Перепечатайте, пожалуйста, все строки ниже без каких-либо изменений.

Строки из источника данных
**********

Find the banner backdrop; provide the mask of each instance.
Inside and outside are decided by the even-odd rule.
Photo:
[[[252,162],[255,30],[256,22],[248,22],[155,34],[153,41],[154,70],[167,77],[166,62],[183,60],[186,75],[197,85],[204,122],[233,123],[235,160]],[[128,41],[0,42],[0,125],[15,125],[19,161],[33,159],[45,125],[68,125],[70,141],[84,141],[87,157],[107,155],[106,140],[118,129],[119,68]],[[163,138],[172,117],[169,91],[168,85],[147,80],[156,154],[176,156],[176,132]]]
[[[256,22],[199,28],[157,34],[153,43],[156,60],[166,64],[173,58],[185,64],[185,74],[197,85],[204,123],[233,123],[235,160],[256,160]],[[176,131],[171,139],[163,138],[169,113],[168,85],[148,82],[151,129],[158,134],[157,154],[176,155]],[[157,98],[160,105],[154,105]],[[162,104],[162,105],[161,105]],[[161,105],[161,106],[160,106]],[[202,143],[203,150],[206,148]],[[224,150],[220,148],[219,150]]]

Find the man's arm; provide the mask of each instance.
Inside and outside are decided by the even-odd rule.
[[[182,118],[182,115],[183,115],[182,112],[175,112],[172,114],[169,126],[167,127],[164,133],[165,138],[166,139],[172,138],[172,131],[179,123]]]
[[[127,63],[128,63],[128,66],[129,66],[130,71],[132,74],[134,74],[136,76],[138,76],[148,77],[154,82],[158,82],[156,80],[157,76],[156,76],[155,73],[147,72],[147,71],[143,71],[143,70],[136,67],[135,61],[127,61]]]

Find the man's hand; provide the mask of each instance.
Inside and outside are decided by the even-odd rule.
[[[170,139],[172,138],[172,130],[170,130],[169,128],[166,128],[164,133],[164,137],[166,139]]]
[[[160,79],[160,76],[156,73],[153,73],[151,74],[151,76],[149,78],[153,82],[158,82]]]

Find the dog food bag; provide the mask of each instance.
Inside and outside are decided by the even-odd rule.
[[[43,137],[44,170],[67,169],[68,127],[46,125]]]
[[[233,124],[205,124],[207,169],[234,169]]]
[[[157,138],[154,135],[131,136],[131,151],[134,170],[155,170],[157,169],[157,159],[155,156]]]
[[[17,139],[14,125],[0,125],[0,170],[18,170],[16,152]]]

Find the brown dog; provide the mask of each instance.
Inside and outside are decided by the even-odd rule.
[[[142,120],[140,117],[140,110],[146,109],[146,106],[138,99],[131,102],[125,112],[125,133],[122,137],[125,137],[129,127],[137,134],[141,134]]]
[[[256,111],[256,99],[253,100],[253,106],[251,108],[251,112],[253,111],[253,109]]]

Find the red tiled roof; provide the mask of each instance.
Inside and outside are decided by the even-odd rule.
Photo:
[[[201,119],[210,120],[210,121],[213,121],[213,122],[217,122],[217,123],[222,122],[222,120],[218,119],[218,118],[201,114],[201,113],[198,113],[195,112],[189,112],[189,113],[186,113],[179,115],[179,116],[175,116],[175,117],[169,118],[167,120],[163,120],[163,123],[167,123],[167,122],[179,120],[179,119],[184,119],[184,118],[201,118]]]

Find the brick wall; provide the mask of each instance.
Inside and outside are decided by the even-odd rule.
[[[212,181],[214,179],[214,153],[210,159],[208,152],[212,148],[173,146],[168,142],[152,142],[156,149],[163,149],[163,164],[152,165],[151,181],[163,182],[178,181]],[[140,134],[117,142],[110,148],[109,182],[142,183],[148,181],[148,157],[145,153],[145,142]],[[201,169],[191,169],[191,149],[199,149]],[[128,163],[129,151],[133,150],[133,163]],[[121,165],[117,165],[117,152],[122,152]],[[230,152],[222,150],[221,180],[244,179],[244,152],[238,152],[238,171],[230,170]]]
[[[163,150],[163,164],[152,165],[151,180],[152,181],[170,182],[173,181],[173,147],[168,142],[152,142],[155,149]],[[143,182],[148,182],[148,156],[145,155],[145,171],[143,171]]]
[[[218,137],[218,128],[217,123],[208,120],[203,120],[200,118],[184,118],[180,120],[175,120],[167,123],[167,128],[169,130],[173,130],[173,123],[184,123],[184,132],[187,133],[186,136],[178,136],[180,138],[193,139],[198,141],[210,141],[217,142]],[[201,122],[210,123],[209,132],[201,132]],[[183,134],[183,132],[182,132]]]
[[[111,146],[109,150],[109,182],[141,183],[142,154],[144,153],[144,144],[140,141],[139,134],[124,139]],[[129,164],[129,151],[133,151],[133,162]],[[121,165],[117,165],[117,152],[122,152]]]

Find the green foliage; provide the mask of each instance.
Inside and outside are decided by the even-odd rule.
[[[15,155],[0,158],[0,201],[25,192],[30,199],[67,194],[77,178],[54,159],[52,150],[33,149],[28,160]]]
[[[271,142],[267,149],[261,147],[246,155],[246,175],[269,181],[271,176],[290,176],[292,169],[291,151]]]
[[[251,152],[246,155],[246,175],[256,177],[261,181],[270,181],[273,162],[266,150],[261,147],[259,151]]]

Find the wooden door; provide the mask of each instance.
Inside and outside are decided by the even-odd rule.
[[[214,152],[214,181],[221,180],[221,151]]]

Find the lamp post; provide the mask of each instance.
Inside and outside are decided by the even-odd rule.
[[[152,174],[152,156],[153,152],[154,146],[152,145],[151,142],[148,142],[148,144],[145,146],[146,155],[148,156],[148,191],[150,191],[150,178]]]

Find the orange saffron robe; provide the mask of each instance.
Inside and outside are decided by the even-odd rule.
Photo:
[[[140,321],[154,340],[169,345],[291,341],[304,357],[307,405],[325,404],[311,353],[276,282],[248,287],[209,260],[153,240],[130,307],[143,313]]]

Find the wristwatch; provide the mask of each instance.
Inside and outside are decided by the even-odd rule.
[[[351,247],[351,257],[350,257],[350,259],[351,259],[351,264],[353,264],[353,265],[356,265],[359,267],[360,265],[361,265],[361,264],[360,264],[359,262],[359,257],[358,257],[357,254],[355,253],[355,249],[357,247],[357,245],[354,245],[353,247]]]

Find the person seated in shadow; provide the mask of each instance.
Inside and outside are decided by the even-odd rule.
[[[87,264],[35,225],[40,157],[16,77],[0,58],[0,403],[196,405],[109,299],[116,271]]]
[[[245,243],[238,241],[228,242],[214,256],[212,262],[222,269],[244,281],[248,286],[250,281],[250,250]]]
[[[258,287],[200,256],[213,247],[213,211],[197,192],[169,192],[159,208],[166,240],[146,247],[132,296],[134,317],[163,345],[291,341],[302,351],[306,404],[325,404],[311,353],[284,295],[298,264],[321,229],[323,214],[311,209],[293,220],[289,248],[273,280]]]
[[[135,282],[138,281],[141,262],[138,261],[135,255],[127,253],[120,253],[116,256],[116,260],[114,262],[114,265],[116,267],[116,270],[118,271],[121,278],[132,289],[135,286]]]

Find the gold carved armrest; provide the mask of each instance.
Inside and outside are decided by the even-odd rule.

**********

**РЕЗУЛЬТАТ НИЖЕ**
Find the banner backdrop; provide the mask of each instance.
Inside and outside are decided by the even-odd rule.
Photo:
[[[252,162],[255,30],[256,22],[248,22],[155,34],[153,41],[154,70],[167,77],[166,62],[183,60],[186,75],[197,85],[204,122],[233,123],[235,160]],[[128,41],[0,42],[0,125],[15,125],[19,161],[33,159],[45,125],[68,125],[70,141],[84,141],[87,157],[107,155],[106,140],[118,129],[119,68]],[[163,138],[172,117],[169,91],[168,85],[147,80],[156,154],[176,156],[176,132]]]
[[[256,22],[199,28],[157,34],[153,43],[156,60],[166,64],[173,58],[185,64],[185,74],[197,85],[204,123],[233,123],[235,160],[256,160]],[[176,131],[171,139],[163,138],[169,113],[168,85],[148,82],[151,129],[158,134],[157,154],[176,155]],[[157,98],[160,105],[154,105]],[[162,104],[162,105],[161,105]],[[161,105],[161,106],[160,106]],[[202,143],[203,150],[206,148]],[[224,150],[220,148],[219,150]]]

Find the man's arm; provide the mask of each instance.
Inside and outside are decided by the even-odd rule.
[[[182,118],[182,115],[183,115],[182,112],[175,112],[172,114],[169,126],[167,127],[164,133],[165,138],[166,139],[172,138],[172,131],[179,123]]]
[[[127,63],[128,63],[128,66],[129,66],[130,71],[132,74],[134,74],[136,76],[138,76],[148,77],[154,82],[158,82],[156,80],[157,76],[156,76],[155,73],[147,72],[147,71],[143,71],[143,70],[136,67],[135,61],[127,61]]]

Find the man's hand; provide the mask of each instance.
Inside and outside are decided by the even-odd rule.
[[[170,139],[172,138],[172,130],[170,130],[169,128],[166,128],[164,133],[164,137],[166,139]]]
[[[160,79],[160,76],[156,73],[153,73],[151,74],[151,76],[149,78],[153,82],[158,82]]]

Find the dog food bag; provide the mask of each instance.
Inside and outside are decided by the even-odd rule.
[[[43,137],[44,170],[67,169],[68,127],[46,125]]]
[[[233,124],[205,124],[207,169],[234,169]]]
[[[157,138],[154,135],[131,136],[131,151],[134,170],[155,170],[157,169],[157,159],[155,156]]]
[[[17,139],[14,125],[0,125],[0,170],[18,170],[16,152]]]

Find the brown dog; provide the mask of each instance.
Inside and outside are decided by the even-odd rule.
[[[142,120],[140,117],[140,110],[146,109],[146,106],[138,99],[131,102],[125,112],[125,133],[122,137],[125,137],[129,127],[137,134],[141,134]]]
[[[256,111],[256,99],[253,100],[253,106],[251,108],[251,112],[253,111],[253,109]]]

Find the red tiled roof; provide the mask of each instance.
Inside and outside are decided by the even-odd rule.
Photo:
[[[201,119],[210,120],[210,121],[213,121],[213,122],[217,122],[217,123],[222,122],[222,120],[218,119],[218,118],[201,114],[201,113],[198,113],[195,112],[189,112],[189,113],[186,113],[179,115],[179,116],[175,116],[175,117],[169,118],[167,120],[163,120],[163,123],[167,123],[167,122],[179,120],[179,119],[184,119],[184,118],[201,118]]]

Find the brick wall; provide the mask of each instance.
Inside and outside are decided by the even-odd rule.
[[[212,181],[214,179],[214,153],[210,159],[208,152],[212,148],[173,146],[168,142],[152,142],[156,149],[163,149],[163,164],[152,165],[151,181],[163,182],[178,181]],[[140,134],[117,142],[110,148],[109,182],[142,183],[148,181],[148,157],[145,153],[145,142]],[[201,169],[191,169],[191,149],[199,149]],[[128,163],[129,151],[133,150],[133,163]],[[121,165],[117,165],[117,152],[122,152]],[[230,152],[222,150],[221,180],[244,179],[244,152],[238,152],[238,171],[230,170]]]
[[[163,150],[163,164],[152,165],[151,180],[152,181],[170,182],[173,181],[173,147],[168,142],[152,142],[155,149]],[[143,182],[148,182],[148,156],[145,155],[145,171],[143,171]]]
[[[218,137],[218,128],[217,123],[208,120],[203,120],[200,118],[184,118],[180,120],[175,120],[167,123],[167,128],[169,130],[173,130],[173,123],[184,123],[184,132],[187,133],[186,136],[178,136],[180,138],[193,139],[198,141],[210,141],[217,142]],[[201,122],[210,123],[209,132],[201,132]],[[183,134],[183,132],[182,132]]]
[[[111,146],[109,150],[109,182],[141,183],[142,154],[144,153],[144,144],[140,141],[139,134],[124,139]],[[129,164],[129,151],[133,151],[133,162]],[[121,165],[117,165],[117,152],[122,152]]]

Find the green foliage; provide the mask of each instance.
Inside and outside are decided by the even-odd rule.
[[[15,155],[0,158],[0,201],[25,192],[30,199],[67,194],[77,178],[54,159],[52,150],[33,149],[28,160]]]
[[[271,142],[267,149],[261,147],[246,155],[246,175],[269,181],[271,176],[290,176],[292,169],[291,151]]]
[[[251,152],[246,155],[246,175],[256,177],[261,181],[270,181],[273,162],[266,150],[261,147],[259,151]]]

Find the wooden door; provide the mask of each instance.
Inside and outside are decided by the even-odd rule.
[[[214,152],[214,181],[221,180],[221,151]]]

Find the lamp post; provide the mask of each instance.
Inside and outside are decided by the even-odd rule.
[[[152,174],[152,156],[153,152],[154,146],[152,145],[151,142],[148,142],[148,144],[145,146],[146,155],[148,156],[148,191],[150,191],[150,178]]]

Find the orange saffron robe; provide the mask of each instance.
Inside and outside are decided by the even-odd rule.
Photo:
[[[140,321],[154,340],[169,345],[291,341],[304,357],[307,405],[325,404],[311,353],[276,282],[248,287],[209,260],[153,240],[130,307],[143,313]]]

Find the wristwatch; provide the mask of each instance.
Inside and outside are decided by the even-odd rule.
[[[351,247],[351,257],[350,257],[350,259],[351,259],[351,264],[353,264],[353,265],[356,265],[359,267],[360,265],[361,265],[361,264],[360,264],[359,262],[359,257],[358,257],[357,254],[355,253],[355,249],[357,247],[357,245],[354,245],[353,247]]]

Find the person seated in shadow; provide the mask of each instance.
Inside and outside are decided by the even-odd rule.
[[[87,264],[35,225],[40,157],[16,77],[0,58],[0,403],[196,405],[109,299],[116,271]]]
[[[245,243],[238,241],[228,242],[214,256],[212,262],[222,269],[244,281],[248,286],[250,281],[250,250]]]
[[[258,287],[200,256],[213,247],[213,211],[197,192],[169,192],[159,208],[166,240],[146,247],[132,296],[134,317],[163,345],[291,341],[302,351],[306,404],[325,404],[311,353],[284,295],[298,264],[321,229],[323,214],[311,209],[293,220],[289,248],[273,280]]]
[[[135,282],[138,281],[141,262],[138,261],[135,255],[127,253],[120,253],[116,256],[116,260],[114,262],[114,265],[116,267],[116,270],[118,271],[121,278],[132,289],[135,286]]]

Find the gold carved armrest; provide the mask of each instance.
Inside and outside are decided by the even-odd rule.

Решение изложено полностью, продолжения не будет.